STATED EXERCISE >>
Can you arrange the material from its start through the line containing "15 215 L 25" as a JSON list of strings, one per line, with blank lines omitted and pictures left out?

Spatial annotation records:
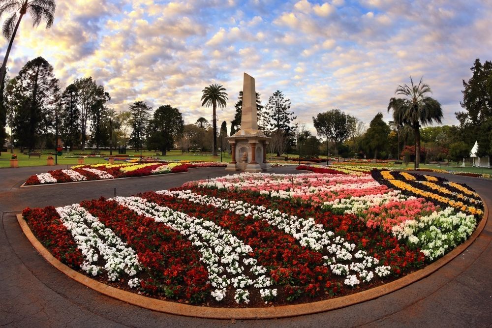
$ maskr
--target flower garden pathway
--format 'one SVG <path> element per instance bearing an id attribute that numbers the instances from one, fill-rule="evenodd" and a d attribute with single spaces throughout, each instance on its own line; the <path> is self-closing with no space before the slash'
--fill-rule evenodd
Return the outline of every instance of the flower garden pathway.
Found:
<path id="1" fill-rule="evenodd" d="M 15 215 L 25 208 L 60 206 L 178 186 L 228 174 L 187 173 L 19 188 L 45 167 L 0 169 L 0 326 L 6 327 L 488 327 L 492 322 L 492 215 L 476 240 L 430 276 L 378 298 L 328 312 L 273 320 L 214 320 L 168 315 L 126 304 L 75 282 L 46 263 Z M 295 167 L 275 173 L 300 173 Z M 427 174 L 427 173 L 426 173 Z M 492 208 L 492 180 L 431 174 L 465 183 Z"/>

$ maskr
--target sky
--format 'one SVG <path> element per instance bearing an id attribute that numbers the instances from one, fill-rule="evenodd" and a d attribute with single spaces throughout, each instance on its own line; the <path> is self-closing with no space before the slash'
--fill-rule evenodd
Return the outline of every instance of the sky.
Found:
<path id="1" fill-rule="evenodd" d="M 42 56 L 65 86 L 95 79 L 110 93 L 111 108 L 169 104 L 186 123 L 212 120 L 200 98 L 216 83 L 229 97 L 217 119 L 229 126 L 246 72 L 263 105 L 281 90 L 296 121 L 313 131 L 312 117 L 332 109 L 368 125 L 379 112 L 390 120 L 389 100 L 410 76 L 430 87 L 443 123 L 457 124 L 462 80 L 476 59 L 492 60 L 490 0 L 56 3 L 49 30 L 23 19 L 7 63 L 11 77 Z M 0 54 L 7 45 L 2 38 Z"/>

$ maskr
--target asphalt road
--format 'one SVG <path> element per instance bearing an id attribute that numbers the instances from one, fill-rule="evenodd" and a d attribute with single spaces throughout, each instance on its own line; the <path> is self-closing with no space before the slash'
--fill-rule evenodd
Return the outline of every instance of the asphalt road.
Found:
<path id="1" fill-rule="evenodd" d="M 58 168 L 62 168 L 58 167 Z M 179 186 L 223 175 L 222 168 L 187 173 L 19 188 L 46 167 L 0 169 L 0 327 L 446 327 L 492 326 L 492 220 L 464 252 L 430 276 L 377 299 L 323 313 L 270 320 L 214 320 L 142 309 L 100 295 L 45 261 L 24 237 L 15 214 L 26 207 L 78 203 L 116 193 Z M 274 172 L 293 173 L 293 167 Z M 299 171 L 298 171 L 299 172 Z M 492 180 L 435 174 L 474 188 L 492 209 Z M 491 214 L 489 212 L 489 218 Z"/>

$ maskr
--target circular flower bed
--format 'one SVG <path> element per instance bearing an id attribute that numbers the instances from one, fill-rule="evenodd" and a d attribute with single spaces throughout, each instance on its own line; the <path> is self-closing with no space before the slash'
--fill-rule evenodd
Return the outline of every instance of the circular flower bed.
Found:
<path id="1" fill-rule="evenodd" d="M 54 256 L 95 279 L 235 307 L 386 283 L 466 240 L 482 211 L 465 185 L 374 170 L 243 174 L 23 214 Z"/>

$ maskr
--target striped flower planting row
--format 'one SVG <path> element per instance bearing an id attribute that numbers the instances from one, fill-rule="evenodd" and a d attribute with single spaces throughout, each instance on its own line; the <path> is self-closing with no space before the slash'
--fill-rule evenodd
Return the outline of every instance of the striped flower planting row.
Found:
<path id="1" fill-rule="evenodd" d="M 120 163 L 72 166 L 69 170 L 55 170 L 34 175 L 26 180 L 26 185 L 63 183 L 93 180 L 143 177 L 166 173 L 185 172 L 193 167 L 224 167 L 225 163 Z"/>
<path id="2" fill-rule="evenodd" d="M 466 186 L 379 172 L 235 175 L 24 214 L 57 258 L 116 287 L 216 306 L 308 302 L 413 272 L 474 229 L 478 214 L 390 180 L 446 186 L 480 209 Z"/>

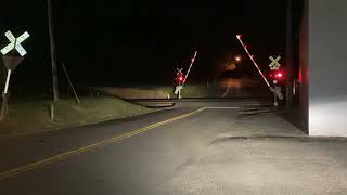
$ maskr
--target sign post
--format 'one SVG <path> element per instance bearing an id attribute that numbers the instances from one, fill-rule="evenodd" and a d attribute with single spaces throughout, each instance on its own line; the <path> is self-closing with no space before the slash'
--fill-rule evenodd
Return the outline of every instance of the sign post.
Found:
<path id="1" fill-rule="evenodd" d="M 279 55 L 278 57 L 273 57 L 273 56 L 269 56 L 271 63 L 269 64 L 269 67 L 271 70 L 279 70 L 281 67 L 281 64 L 279 63 L 279 61 L 281 60 L 281 56 Z M 279 100 L 283 100 L 283 94 L 281 92 L 281 87 L 278 86 L 278 76 L 274 77 L 273 79 L 273 87 L 270 88 L 270 90 L 273 93 L 273 106 L 279 106 Z"/>
<path id="2" fill-rule="evenodd" d="M 178 99 L 182 99 L 181 96 L 181 90 L 183 89 L 183 80 L 184 80 L 184 75 L 182 73 L 183 68 L 176 68 L 177 69 L 177 73 L 176 73 L 176 81 L 178 83 L 178 86 L 176 86 L 175 88 L 175 94 L 178 94 Z"/>
<path id="3" fill-rule="evenodd" d="M 2 93 L 2 107 L 1 107 L 1 114 L 0 114 L 0 121 L 3 120 L 4 114 L 9 112 L 8 108 L 8 92 L 9 92 L 9 84 L 10 84 L 10 80 L 11 80 L 11 74 L 12 72 L 20 65 L 20 63 L 23 61 L 23 56 L 26 55 L 26 51 L 25 49 L 21 46 L 21 43 L 23 41 L 25 41 L 27 38 L 29 38 L 29 34 L 27 31 L 25 31 L 24 34 L 22 34 L 20 37 L 15 38 L 13 36 L 13 34 L 8 30 L 4 36 L 9 39 L 10 43 L 4 47 L 1 50 L 2 53 L 2 60 L 3 63 L 8 69 L 8 75 L 7 75 L 7 80 L 5 80 L 5 86 L 4 86 L 4 90 Z M 10 51 L 12 51 L 12 55 L 8 56 L 5 54 L 8 54 Z M 17 51 L 20 53 L 21 56 L 15 56 L 14 52 Z"/>

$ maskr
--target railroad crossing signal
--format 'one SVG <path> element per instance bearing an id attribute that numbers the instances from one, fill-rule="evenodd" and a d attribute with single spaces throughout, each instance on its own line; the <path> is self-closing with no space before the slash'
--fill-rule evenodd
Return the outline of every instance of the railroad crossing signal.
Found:
<path id="1" fill-rule="evenodd" d="M 176 75 L 183 75 L 183 68 L 179 69 L 179 68 L 176 68 L 177 69 L 177 74 Z"/>
<path id="2" fill-rule="evenodd" d="M 269 58 L 271 60 L 271 63 L 269 65 L 271 70 L 277 70 L 280 69 L 281 64 L 279 63 L 279 61 L 281 60 L 281 56 L 279 55 L 278 57 L 273 58 L 273 56 L 269 56 Z"/>
<path id="3" fill-rule="evenodd" d="M 13 49 L 15 49 L 21 56 L 24 56 L 26 54 L 25 49 L 21 46 L 21 43 L 23 41 L 25 41 L 27 38 L 29 38 L 29 34 L 27 31 L 25 31 L 24 34 L 22 34 L 20 37 L 15 38 L 13 36 L 13 34 L 9 30 L 4 34 L 4 36 L 7 36 L 7 38 L 9 39 L 10 43 L 4 47 L 1 50 L 1 53 L 3 55 L 8 54 L 10 51 L 12 51 Z"/>

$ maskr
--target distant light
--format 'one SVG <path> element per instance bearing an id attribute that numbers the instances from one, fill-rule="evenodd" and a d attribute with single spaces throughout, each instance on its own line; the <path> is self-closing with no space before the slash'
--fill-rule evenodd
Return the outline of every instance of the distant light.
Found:
<path id="1" fill-rule="evenodd" d="M 278 73 L 278 74 L 275 75 L 275 77 L 277 77 L 277 78 L 282 78 L 282 77 L 283 77 L 283 74 L 282 74 L 282 73 Z"/>

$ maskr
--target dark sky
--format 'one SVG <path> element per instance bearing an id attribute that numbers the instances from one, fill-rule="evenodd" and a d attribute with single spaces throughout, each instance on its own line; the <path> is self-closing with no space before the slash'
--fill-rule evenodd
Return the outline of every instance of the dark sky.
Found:
<path id="1" fill-rule="evenodd" d="M 236 34 L 264 66 L 285 51 L 284 0 L 52 1 L 59 60 L 78 83 L 172 83 L 176 67 L 187 68 L 194 50 L 191 79 L 205 81 L 228 54 L 244 54 Z M 8 29 L 31 35 L 13 76 L 18 86 L 51 86 L 46 3 L 12 0 L 0 12 L 0 46 Z"/>

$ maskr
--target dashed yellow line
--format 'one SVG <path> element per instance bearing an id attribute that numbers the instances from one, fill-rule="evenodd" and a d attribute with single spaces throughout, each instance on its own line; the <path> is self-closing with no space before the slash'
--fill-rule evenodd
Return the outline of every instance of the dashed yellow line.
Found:
<path id="1" fill-rule="evenodd" d="M 91 145 L 88 145 L 88 146 L 85 146 L 85 147 L 79 147 L 79 148 L 76 148 L 76 150 L 73 150 L 73 151 L 68 151 L 68 152 L 65 152 L 65 153 L 62 153 L 62 154 L 59 154 L 59 155 L 55 155 L 55 156 L 52 156 L 52 157 L 49 157 L 49 158 L 44 158 L 44 159 L 39 160 L 39 161 L 35 161 L 35 162 L 27 164 L 27 165 L 22 166 L 22 167 L 17 167 L 17 168 L 1 172 L 0 173 L 0 180 L 4 180 L 4 179 L 11 178 L 11 177 L 21 174 L 23 172 L 27 172 L 29 170 L 37 169 L 37 168 L 42 167 L 44 165 L 53 164 L 55 161 L 68 158 L 68 157 L 70 157 L 73 155 L 76 155 L 76 154 L 85 153 L 85 152 L 91 151 L 91 150 L 100 147 L 100 146 L 104 146 L 104 145 L 107 145 L 107 144 L 112 144 L 112 143 L 118 142 L 118 141 L 124 140 L 126 138 L 130 138 L 130 136 L 140 134 L 142 132 L 149 131 L 149 130 L 154 129 L 156 127 L 164 126 L 166 123 L 170 123 L 172 121 L 176 121 L 176 120 L 189 117 L 191 115 L 197 114 L 197 113 L 200 113 L 200 112 L 202 112 L 204 109 L 205 109 L 205 107 L 198 108 L 198 109 L 196 109 L 194 112 L 191 112 L 191 113 L 188 113 L 188 114 L 184 114 L 184 115 L 180 115 L 180 116 L 177 116 L 177 117 L 174 117 L 174 118 L 160 121 L 160 122 L 156 122 L 156 123 L 153 123 L 151 126 L 147 126 L 147 127 L 144 127 L 144 128 L 141 128 L 141 129 L 138 129 L 138 130 L 121 134 L 121 135 L 117 135 L 117 136 L 114 136 L 114 138 L 101 141 L 101 142 L 97 142 L 94 144 L 91 144 Z"/>

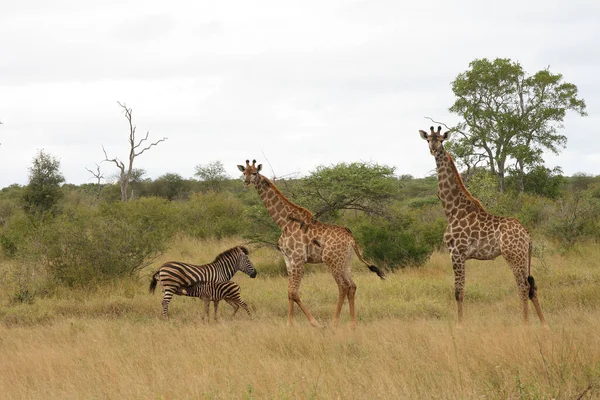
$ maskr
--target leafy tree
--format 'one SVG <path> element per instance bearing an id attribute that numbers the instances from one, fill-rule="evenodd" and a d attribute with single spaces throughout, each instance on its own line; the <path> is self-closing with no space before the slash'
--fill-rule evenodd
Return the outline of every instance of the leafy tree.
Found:
<path id="1" fill-rule="evenodd" d="M 23 193 L 23 208 L 29 214 L 51 212 L 62 197 L 60 184 L 65 178 L 60 161 L 40 150 L 29 168 L 29 184 Z"/>
<path id="2" fill-rule="evenodd" d="M 375 163 L 340 163 L 319 166 L 293 189 L 297 204 L 314 212 L 315 218 L 334 217 L 341 210 L 384 215 L 385 205 L 398 194 L 394 168 Z"/>
<path id="3" fill-rule="evenodd" d="M 213 161 L 204 165 L 196 165 L 194 176 L 203 181 L 208 190 L 218 192 L 223 182 L 229 179 L 221 161 Z"/>
<path id="4" fill-rule="evenodd" d="M 559 133 L 567 111 L 585 116 L 577 86 L 549 69 L 527 75 L 518 62 L 476 59 L 452 82 L 457 99 L 450 111 L 464 121 L 462 136 L 449 144 L 467 169 L 486 162 L 497 176 L 500 191 L 512 169 L 524 191 L 527 170 L 543 164 L 544 151 L 558 154 L 567 142 Z"/>

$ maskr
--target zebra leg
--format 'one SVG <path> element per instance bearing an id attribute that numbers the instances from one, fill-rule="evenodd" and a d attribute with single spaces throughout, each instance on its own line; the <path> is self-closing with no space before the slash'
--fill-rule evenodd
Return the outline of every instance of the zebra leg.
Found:
<path id="1" fill-rule="evenodd" d="M 162 301 L 162 306 L 163 306 L 163 318 L 165 320 L 169 319 L 169 303 L 171 302 L 171 299 L 173 298 L 173 291 L 170 289 L 166 289 L 165 293 L 163 294 L 163 301 Z"/>
<path id="2" fill-rule="evenodd" d="M 217 316 L 217 312 L 219 311 L 219 300 L 213 300 L 215 303 L 215 322 L 219 322 L 219 317 Z"/>
<path id="3" fill-rule="evenodd" d="M 242 308 L 244 310 L 246 310 L 246 312 L 248 313 L 248 316 L 251 317 L 252 314 L 250 314 L 250 310 L 248 309 L 248 305 L 246 303 L 244 303 L 241 299 L 239 300 L 239 303 L 240 303 L 240 306 L 242 306 Z M 236 309 L 236 311 L 237 311 L 237 309 Z"/>
<path id="4" fill-rule="evenodd" d="M 206 322 L 210 322 L 210 316 L 208 315 L 210 300 L 207 298 L 204 298 L 202 300 L 204 300 L 204 315 L 202 316 L 202 321 L 206 320 Z"/>
<path id="5" fill-rule="evenodd" d="M 231 314 L 231 316 L 235 316 L 235 314 L 237 313 L 237 310 L 240 308 L 240 306 L 237 304 L 237 302 L 235 300 L 225 299 L 225 301 L 227 302 L 227 304 L 229 304 L 231 307 L 233 307 L 233 314 Z"/>

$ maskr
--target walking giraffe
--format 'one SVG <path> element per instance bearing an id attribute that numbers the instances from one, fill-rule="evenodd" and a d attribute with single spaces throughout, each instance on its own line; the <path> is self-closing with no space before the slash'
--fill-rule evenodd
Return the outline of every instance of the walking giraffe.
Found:
<path id="1" fill-rule="evenodd" d="M 283 254 L 288 273 L 288 326 L 294 318 L 294 303 L 298 304 L 306 318 L 314 327 L 321 324 L 312 316 L 308 308 L 300 300 L 300 282 L 304 275 L 304 264 L 325 263 L 338 285 L 339 297 L 333 314 L 333 324 L 337 325 L 346 297 L 350 308 L 352 328 L 356 327 L 356 310 L 354 297 L 356 284 L 350 274 L 352 250 L 358 259 L 375 272 L 381 279 L 383 272 L 374 265 L 369 265 L 358 250 L 352 232 L 343 226 L 325 224 L 314 219 L 312 213 L 289 201 L 268 178 L 262 176 L 262 164 L 252 165 L 246 160 L 246 166 L 238 165 L 244 173 L 244 186 L 254 185 L 260 198 L 275 223 L 281 229 L 278 248 Z"/>
<path id="2" fill-rule="evenodd" d="M 521 296 L 523 322 L 528 322 L 528 302 L 531 299 L 542 325 L 547 326 L 531 276 L 531 237 L 527 229 L 515 218 L 492 215 L 465 187 L 452 156 L 443 142 L 450 132 L 437 132 L 433 126 L 428 135 L 419 131 L 429 143 L 429 152 L 435 157 L 438 172 L 438 197 L 442 201 L 448 227 L 444 242 L 452 256 L 455 297 L 458 308 L 457 325 L 462 326 L 462 303 L 465 296 L 465 262 L 469 259 L 493 260 L 502 255 L 510 266 Z"/>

TASK SOLUTION >>
[
  "$ maskr",
  "--target flower garden pathway",
  "--format 'one SVG <path> element per instance bearing an id attribute that numbers the instances from one, fill-rule=\"evenodd\" and a d attribute with single spaces throughout, each instance on its own line; the <path> is self-closing with no space before the slash'",
  "--fill-rule evenodd",
  "Return the outline of every instance of the flower garden pathway.",
  "Found:",
  "<path id=\"1\" fill-rule=\"evenodd\" d=\"M 15 215 L 25 208 L 60 206 L 178 186 L 228 174 L 187 173 L 19 188 L 45 167 L 0 169 L 0 326 L 6 327 L 488 327 L 492 322 L 492 215 L 476 240 L 430 276 L 378 298 L 328 312 L 273 320 L 214 320 L 168 315 L 126 304 L 75 282 L 46 263 Z M 295 167 L 275 173 L 300 173 Z M 427 174 L 427 173 L 426 173 Z M 492 208 L 492 180 L 431 174 L 465 183 Z\"/>"
]